Object position labeling records
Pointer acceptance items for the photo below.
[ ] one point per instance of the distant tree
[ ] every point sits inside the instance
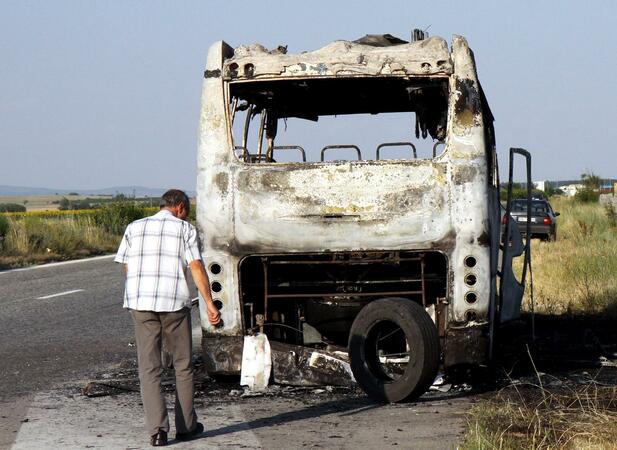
(590, 192)
(591, 181)
(12, 207)
(65, 204)
(551, 191)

YOUR OBJECTIVE:
Copy every line of the records above word for word, omitting the pictures.

WORKED ANSWER:
Pointer acceptance items for the photo below.
[ ] one point per instance of the distant tree
[ ] every point sits inside the instance
(590, 192)
(591, 181)
(12, 207)
(65, 204)
(551, 191)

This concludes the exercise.